**Extrait:**

Jean-Paul Sorg
Qu'est-ce l'éthique mystique chez Albert
Schweitzer ou sa mystique éthique ? Ne vous effrayez pas.
Il y a rien là d'extatique ni même d'extraordinaire.
Il s'agit simplement de la conscience
que nous prenons du mystère de la vie en nous et autour
de nous; de la conscience que nous sommes vie - qui veut vivre... « En
conséquence »,
il nous revient de respecter cette vie (en nous et tout autour
de
nous), dont nous ne sommes pas la cause et dont nous ne connaissons
pas les fins.
Ce qui nous «revient» ainsi est notre
responsabilité. Le monde, avec toute la vie (les vies) qu'il
contient, ne nous appartient pas, à nous, le humains; mais
à l'évidence nous lui appartenons, nous en faisons
partie. Comme «partie» et participant, nous avons donc
à respecter -à ménager, à ne pas dégrader,
à laisser au moins en l'état où nous l'avons
trouvé - ce monde, cette création dont l'existence
transcende infiniment la nôtre, la «nôtre»
en tant qu'individu éphémère et la nôtre
aussi en tant qu'espèce également éphémère
dans une évolution mystérieuse dont nous n'entrevoyons
qu'une séquence.
De la mystique ainsi comprise à une vie active,
il n'y a pas de contradiction. Maître Eckhardt, le père
de la mystique allemande - et européenne - était un
pédagogue ouvert et avait assumé des responsabilités
politiques importantes.

**Entrées répertoriées:**
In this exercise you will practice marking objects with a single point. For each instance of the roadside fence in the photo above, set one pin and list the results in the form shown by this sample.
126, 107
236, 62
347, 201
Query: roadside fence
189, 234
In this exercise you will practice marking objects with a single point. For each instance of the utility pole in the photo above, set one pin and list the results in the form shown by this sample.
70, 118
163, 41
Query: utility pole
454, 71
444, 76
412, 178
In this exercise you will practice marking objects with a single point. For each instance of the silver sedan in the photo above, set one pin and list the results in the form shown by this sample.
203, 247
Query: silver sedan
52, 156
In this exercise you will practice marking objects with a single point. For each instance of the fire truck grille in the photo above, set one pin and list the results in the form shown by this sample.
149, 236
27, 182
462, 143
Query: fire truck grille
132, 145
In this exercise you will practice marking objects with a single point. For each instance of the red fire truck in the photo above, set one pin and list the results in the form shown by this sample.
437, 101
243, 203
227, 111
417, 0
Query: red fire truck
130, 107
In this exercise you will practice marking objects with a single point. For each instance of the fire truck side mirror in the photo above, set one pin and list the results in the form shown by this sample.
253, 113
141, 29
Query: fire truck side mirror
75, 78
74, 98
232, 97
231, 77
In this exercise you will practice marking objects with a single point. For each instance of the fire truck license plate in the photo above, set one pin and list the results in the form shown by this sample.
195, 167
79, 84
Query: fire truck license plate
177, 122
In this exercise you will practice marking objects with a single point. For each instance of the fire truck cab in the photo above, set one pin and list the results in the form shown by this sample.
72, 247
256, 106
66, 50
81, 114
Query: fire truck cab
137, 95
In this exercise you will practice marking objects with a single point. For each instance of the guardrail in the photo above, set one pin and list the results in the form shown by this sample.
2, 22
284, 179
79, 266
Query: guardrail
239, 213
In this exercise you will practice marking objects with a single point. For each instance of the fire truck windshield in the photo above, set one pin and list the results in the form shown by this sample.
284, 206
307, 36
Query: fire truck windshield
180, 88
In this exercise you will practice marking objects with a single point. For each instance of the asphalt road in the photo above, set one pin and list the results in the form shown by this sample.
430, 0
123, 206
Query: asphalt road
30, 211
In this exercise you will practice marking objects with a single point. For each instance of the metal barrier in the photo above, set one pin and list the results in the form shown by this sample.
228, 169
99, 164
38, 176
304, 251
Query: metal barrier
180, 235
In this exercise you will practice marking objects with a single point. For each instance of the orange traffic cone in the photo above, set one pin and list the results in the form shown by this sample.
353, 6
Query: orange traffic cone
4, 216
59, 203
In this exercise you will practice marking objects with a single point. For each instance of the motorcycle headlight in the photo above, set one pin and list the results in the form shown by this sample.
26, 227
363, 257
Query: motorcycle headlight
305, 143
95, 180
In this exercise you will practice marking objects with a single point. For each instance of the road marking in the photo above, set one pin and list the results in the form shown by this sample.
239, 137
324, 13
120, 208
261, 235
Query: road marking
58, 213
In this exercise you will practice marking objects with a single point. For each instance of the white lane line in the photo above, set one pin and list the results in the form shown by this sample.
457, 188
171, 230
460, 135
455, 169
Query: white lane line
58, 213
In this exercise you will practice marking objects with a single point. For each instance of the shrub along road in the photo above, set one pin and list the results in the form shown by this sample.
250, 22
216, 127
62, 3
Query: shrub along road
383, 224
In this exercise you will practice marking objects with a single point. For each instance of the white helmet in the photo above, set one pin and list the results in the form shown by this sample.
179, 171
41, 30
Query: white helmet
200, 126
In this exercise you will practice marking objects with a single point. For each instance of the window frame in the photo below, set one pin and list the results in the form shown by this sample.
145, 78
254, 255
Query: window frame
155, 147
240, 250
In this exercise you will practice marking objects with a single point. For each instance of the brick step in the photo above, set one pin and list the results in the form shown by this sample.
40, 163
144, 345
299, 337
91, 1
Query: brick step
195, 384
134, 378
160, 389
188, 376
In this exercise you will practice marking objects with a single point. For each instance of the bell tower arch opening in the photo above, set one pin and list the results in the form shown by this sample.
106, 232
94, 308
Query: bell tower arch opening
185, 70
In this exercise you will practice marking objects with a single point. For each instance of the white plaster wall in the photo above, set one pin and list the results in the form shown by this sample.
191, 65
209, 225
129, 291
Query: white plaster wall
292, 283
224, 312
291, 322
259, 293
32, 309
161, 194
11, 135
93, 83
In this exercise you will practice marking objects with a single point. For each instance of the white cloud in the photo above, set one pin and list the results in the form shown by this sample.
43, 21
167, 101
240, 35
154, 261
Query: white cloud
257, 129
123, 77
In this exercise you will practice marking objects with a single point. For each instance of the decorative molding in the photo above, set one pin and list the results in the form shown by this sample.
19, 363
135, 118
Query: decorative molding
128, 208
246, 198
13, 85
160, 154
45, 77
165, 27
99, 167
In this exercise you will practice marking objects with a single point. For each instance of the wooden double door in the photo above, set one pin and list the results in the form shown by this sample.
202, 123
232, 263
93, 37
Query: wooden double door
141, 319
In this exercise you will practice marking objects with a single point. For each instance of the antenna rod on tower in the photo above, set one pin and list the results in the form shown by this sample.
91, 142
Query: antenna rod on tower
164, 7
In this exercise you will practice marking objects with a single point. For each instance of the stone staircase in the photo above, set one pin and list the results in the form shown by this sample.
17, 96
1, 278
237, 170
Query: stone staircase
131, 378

**Consigne:**
Recopiez le passage de l'extrait qui débute aux mots « Il y a rien » et s'arrête après « pas les fins. », en substituant « secret » à « mystère ». Ces enregistrements proviennent d'une source distincte de l'extrait.

**Réponse:**
Il y a rien là d'extatique ni même d'extraordinaire.
Il s'agit simplement de la conscience
que nous prenons du secret de la vie en nous et autour
de nous; de la conscience que nous sommes vie - qui veut vivre... « En
conséquence »,
il nous revient de respecter cette vie (en nous et tout autour
de
nous), dont nous ne sommes pas la cause et dont nous ne connaissons
pas les fins.